**WHAT YOU HAVE TO DO**
Retype the passage of the brain injury memorandum that begins at the words "3.  Recognise that inadequate" and ends after the words "position of stasis.", keeping every word and punctuation mark unchanged.

**EXCERPT TO READ**

Select Committee on Health Appendices to the Minutes of Evidence


Memorandum by Mr Mark Holloway (H3)

  This information is submitted by the Acquired Brain Injury Co-ordinator for East Sussex a post funded by Joint Finance and based within Headway Hurstwood Park a Day and Outreach service covering Sussex. I have been in post for two years and work across the County (pop 750,000) aiming to assist individuals access appropriate services, inform providers of short comings and collate information. Since taking up the post I have had 270 people with an acquired brain injury referred to me. My remit is broader than traumatic injury alone as it includes insult to the brain caused by sub-arachnoid haemorrahage, meningitis, encephalitis and hypoxia. These non-traumatic injuries present with very similar sequelae and hence it was felt by my employers and the funders that their inclusion is vital.

  Prior to taking up this post I have worked with brain injured people for over ten years in a variety of settings and locations and am happy to provide the Health Select Committee with further evidence, either in writing or in person, of the need for thought out change. I am a qualified Social Worker and initially began working with brain injured adults in a residential setting. The advent of Community Care prompted the Local Authority to close this unit and open community supported living projects. I worked alongside a small group of brain injured people in the new unit facilitating community reintegration. It was in this setting I first began to understand the complex nature of brain injury and the disjointed and chaotic manner in which it was responded to. I later left to manage a voluntary sector advocacy project where I continued to have contact with a sizeable number of brain injured adults and their families all of whom were struggling with the services as much as with the injury itself. The following comments reflect the experience of working with over five hundred brain-injured people.


  1.  Enact the Royal College of Surgeons June 1999 report in to the management of patients with Head Injuries.

  2.  Consider rehabilitation as a whole from hospital bed to, where possible, community/work reintegration.

  3.  Recognise that inadequate long-term care prevents positive change and promotes the entrenching of negative behaviour. Recovery from brain injury is a process that requires management, it is not a position of stasis.

**RECORDS SUPPLIED**
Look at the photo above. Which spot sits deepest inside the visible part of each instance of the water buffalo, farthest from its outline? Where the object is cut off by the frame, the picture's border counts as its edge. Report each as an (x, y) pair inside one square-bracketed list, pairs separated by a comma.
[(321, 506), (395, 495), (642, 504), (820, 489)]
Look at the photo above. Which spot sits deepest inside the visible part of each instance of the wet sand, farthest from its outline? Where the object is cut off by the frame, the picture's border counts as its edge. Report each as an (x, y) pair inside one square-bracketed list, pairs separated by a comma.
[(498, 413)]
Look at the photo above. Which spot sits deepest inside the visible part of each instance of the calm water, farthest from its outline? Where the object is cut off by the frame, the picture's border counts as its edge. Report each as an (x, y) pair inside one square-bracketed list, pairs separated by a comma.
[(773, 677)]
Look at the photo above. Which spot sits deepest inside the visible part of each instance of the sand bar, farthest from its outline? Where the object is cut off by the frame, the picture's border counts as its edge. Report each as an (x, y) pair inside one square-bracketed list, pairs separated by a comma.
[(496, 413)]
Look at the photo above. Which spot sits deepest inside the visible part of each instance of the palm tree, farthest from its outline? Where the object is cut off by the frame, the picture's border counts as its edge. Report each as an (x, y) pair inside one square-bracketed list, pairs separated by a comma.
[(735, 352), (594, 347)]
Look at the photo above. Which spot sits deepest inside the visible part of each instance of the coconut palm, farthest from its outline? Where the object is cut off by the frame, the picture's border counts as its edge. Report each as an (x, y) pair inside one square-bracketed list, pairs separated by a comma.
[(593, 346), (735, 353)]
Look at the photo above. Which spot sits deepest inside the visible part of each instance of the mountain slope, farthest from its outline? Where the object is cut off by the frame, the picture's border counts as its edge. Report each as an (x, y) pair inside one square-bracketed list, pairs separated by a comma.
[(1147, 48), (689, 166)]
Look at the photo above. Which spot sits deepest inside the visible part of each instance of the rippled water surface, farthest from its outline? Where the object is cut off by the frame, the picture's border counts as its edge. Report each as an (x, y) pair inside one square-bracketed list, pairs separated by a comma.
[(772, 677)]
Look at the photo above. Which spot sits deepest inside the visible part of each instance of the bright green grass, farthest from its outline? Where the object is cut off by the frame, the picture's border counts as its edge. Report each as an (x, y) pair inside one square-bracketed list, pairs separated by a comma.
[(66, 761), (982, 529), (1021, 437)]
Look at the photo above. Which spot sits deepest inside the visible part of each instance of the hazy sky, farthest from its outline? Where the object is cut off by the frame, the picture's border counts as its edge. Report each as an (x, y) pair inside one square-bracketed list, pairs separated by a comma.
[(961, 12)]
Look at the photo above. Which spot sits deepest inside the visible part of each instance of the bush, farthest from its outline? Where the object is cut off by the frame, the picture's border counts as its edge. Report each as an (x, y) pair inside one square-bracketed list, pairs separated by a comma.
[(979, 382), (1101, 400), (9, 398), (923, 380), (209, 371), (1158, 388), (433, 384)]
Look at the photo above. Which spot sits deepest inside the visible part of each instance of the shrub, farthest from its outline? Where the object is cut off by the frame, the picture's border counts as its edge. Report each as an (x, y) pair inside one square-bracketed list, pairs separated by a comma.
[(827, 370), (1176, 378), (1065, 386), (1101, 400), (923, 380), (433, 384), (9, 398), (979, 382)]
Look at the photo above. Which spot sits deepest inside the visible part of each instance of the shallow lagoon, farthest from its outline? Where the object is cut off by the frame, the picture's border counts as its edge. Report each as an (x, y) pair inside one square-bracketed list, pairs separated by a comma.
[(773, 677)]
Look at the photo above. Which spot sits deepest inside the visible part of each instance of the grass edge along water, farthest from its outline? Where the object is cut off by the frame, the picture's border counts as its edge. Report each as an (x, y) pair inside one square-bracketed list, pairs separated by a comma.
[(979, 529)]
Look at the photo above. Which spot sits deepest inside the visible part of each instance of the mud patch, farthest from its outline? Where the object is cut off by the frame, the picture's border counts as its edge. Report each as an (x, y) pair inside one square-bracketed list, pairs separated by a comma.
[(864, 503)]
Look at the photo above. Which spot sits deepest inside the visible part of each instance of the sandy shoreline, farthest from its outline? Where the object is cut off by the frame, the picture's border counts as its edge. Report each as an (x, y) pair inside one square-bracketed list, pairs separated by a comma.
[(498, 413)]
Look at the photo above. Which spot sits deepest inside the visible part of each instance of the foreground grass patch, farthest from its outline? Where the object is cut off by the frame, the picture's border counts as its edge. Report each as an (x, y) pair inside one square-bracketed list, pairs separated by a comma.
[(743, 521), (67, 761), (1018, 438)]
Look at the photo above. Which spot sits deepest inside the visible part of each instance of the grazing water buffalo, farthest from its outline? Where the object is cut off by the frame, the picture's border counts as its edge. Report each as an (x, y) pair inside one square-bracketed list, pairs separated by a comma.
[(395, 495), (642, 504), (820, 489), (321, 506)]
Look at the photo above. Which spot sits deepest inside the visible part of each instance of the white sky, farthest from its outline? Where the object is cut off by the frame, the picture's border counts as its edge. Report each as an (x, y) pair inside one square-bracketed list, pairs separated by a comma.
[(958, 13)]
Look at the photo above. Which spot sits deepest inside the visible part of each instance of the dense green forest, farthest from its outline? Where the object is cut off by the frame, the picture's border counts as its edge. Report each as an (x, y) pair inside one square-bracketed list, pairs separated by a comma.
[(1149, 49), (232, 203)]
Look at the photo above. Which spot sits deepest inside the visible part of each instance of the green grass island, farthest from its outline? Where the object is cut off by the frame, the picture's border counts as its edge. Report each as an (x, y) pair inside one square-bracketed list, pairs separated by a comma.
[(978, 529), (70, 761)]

**SOLVED EXERCISE**
3.  Recognise that inadequate long-term care prevents positive change and promotes the entrenching of negative behaviour. Recovery from brain injury is a process that requires management, it is not a position of stasis.